[The input]
::::::::

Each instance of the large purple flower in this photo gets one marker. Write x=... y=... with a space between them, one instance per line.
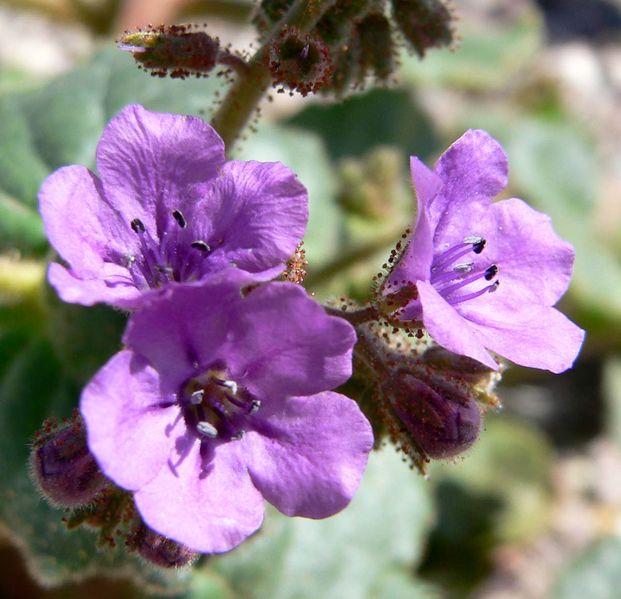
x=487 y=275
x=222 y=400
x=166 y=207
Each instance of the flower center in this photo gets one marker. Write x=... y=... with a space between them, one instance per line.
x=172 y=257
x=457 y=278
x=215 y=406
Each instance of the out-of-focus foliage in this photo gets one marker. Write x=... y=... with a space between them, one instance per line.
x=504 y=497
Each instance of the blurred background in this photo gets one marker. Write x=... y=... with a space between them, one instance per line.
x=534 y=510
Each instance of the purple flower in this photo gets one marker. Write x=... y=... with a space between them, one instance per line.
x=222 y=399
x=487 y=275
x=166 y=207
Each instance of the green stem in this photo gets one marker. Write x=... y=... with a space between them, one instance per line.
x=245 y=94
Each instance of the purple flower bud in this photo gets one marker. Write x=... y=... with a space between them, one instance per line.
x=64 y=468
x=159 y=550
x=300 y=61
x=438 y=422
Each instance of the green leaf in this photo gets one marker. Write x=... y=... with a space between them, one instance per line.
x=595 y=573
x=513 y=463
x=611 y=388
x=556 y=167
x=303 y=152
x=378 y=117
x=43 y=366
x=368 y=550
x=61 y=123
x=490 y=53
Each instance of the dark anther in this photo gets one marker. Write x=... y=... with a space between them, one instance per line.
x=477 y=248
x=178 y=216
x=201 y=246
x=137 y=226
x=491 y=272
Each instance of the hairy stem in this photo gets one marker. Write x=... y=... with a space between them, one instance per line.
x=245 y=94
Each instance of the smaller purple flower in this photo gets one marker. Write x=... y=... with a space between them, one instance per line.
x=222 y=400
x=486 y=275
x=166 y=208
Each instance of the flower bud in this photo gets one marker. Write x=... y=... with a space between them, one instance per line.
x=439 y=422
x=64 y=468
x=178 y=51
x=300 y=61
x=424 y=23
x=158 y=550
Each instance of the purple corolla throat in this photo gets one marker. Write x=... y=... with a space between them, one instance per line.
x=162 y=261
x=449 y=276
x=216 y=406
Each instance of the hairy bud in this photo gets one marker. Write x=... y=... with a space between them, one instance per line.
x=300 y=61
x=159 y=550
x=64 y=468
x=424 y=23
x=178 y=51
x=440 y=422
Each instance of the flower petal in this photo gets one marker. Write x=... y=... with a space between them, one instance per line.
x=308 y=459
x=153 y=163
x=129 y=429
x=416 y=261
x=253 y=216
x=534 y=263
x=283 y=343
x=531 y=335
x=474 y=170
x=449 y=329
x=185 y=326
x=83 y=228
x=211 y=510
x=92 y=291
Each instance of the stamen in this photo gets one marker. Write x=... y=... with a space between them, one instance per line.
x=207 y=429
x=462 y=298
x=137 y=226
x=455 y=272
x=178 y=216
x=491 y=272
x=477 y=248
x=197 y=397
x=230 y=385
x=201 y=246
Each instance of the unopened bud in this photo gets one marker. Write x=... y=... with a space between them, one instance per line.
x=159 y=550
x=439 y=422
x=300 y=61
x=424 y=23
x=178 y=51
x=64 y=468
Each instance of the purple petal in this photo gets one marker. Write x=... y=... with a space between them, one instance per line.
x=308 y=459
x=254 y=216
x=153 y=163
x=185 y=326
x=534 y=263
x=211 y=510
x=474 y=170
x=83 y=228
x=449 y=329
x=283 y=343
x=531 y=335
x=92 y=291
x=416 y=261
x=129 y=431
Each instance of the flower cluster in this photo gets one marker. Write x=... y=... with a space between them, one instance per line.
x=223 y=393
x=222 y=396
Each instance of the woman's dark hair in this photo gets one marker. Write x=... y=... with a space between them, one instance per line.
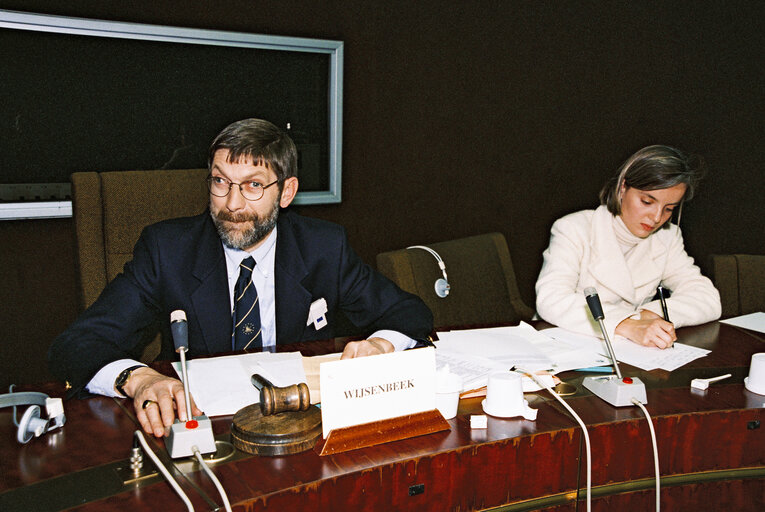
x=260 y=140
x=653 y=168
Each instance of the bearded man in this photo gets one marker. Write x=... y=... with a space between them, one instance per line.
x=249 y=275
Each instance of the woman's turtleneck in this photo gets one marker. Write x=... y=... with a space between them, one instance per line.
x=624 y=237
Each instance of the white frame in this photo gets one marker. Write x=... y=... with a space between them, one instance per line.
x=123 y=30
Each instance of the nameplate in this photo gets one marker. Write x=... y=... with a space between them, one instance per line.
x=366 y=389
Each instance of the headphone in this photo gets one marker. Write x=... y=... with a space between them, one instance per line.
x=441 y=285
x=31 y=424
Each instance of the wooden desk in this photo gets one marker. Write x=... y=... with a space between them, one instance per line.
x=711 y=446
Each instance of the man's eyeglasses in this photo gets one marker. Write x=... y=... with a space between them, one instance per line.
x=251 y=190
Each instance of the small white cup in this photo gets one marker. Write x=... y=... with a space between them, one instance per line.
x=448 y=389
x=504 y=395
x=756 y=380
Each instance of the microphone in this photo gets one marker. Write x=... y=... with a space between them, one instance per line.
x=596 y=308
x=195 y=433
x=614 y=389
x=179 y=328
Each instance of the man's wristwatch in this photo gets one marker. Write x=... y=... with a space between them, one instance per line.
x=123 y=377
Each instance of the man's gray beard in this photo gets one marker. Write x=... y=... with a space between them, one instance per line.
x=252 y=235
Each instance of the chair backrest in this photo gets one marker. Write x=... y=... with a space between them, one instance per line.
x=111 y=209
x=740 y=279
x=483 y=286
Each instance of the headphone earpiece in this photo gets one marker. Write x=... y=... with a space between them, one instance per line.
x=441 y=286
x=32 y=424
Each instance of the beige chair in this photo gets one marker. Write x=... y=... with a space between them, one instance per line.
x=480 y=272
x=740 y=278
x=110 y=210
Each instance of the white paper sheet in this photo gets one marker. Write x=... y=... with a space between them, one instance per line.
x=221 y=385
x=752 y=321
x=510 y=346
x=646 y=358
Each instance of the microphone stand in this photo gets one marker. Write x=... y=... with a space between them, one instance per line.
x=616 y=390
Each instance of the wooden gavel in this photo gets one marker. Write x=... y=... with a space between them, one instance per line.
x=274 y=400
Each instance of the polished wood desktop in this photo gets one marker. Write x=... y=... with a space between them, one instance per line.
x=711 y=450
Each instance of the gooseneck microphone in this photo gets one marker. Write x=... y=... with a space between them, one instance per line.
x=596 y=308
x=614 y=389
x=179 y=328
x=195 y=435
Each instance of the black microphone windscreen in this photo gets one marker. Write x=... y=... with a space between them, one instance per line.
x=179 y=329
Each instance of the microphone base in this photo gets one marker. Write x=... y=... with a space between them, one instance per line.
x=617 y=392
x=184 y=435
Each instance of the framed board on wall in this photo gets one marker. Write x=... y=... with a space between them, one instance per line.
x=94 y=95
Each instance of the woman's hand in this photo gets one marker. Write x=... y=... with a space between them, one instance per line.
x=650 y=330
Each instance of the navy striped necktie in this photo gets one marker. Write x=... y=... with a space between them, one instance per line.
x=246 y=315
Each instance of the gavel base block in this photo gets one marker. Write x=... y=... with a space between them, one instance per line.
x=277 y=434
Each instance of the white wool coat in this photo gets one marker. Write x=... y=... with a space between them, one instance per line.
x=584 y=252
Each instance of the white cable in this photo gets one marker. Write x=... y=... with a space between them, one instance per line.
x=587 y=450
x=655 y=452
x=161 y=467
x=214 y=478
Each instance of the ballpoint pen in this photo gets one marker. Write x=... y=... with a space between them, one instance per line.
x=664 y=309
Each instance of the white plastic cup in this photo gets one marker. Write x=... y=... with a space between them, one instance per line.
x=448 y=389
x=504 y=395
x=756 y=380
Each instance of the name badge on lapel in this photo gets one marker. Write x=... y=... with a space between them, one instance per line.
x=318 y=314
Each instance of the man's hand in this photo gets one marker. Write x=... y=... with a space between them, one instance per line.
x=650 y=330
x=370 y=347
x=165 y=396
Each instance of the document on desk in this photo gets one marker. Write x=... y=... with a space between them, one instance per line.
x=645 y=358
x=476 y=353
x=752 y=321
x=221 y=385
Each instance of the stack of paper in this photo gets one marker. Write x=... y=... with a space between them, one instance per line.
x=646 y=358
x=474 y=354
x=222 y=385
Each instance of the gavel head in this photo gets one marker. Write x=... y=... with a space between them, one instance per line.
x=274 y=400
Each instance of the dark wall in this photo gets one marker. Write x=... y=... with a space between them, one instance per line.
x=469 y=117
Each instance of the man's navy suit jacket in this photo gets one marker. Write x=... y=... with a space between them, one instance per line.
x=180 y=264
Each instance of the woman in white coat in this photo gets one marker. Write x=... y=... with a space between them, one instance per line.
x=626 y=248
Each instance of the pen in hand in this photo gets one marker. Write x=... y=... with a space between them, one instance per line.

::::::::

[Assignment]
At the line with "Each instance of the white wool", begin reproducing the material above exactly, and continue through its last line.

[Your solution]
Each instance of the white wool coat in this photo gets one marker. Write x=... y=... with a space between them, one instance per line.
x=584 y=252
Each instance of the white cable in this photo gets one marker. Write x=... y=... with a space between them, one instance per line.
x=587 y=450
x=655 y=452
x=161 y=467
x=214 y=478
Each instance of the ballpoint pen in this photo gets one marker. Write x=... y=... with a space between them, one instance per line.
x=664 y=309
Each instance of the white plastic cup in this photo gets one marker. Write x=... y=... with a space between them, one instance per line.
x=448 y=389
x=504 y=395
x=756 y=380
Each instance of the name badge on lapel in this photo gets one marker. Write x=... y=... with a space between them, one instance per line.
x=318 y=314
Each instance of the man's hand in this photo gets one marker. Write x=... y=... with a space between them, one instance per line.
x=650 y=330
x=370 y=347
x=165 y=396
Each instance of the document on desk in this photo gets one marker. Write x=... y=... with a space between them, one instance per line.
x=645 y=358
x=476 y=353
x=752 y=321
x=221 y=385
Each instance of the stack of paper in this photo gets one marker. Write x=... y=... with a space between them, one instance per line.
x=646 y=358
x=474 y=354
x=222 y=385
Each instance of the gavel head in this photo gets one marker. Write x=... y=... with a space between them, one instance per line.
x=274 y=400
Each instance of the dark wall in this photo gets one marker. Write x=... y=... with a space between them, one instance per line.
x=469 y=117
Each instance of the man's navy suit jacket in this photo gets one marker. Write x=... y=... with a space between them, one instance per line.
x=180 y=264
Each instance of the woman in white coat in this photo gets one marker. Write x=... y=... with a space between them, one instance per line.
x=626 y=248
Each instance of the pen in hand in this photo gets one marker. Write x=... y=... with a space between them, one instance per line.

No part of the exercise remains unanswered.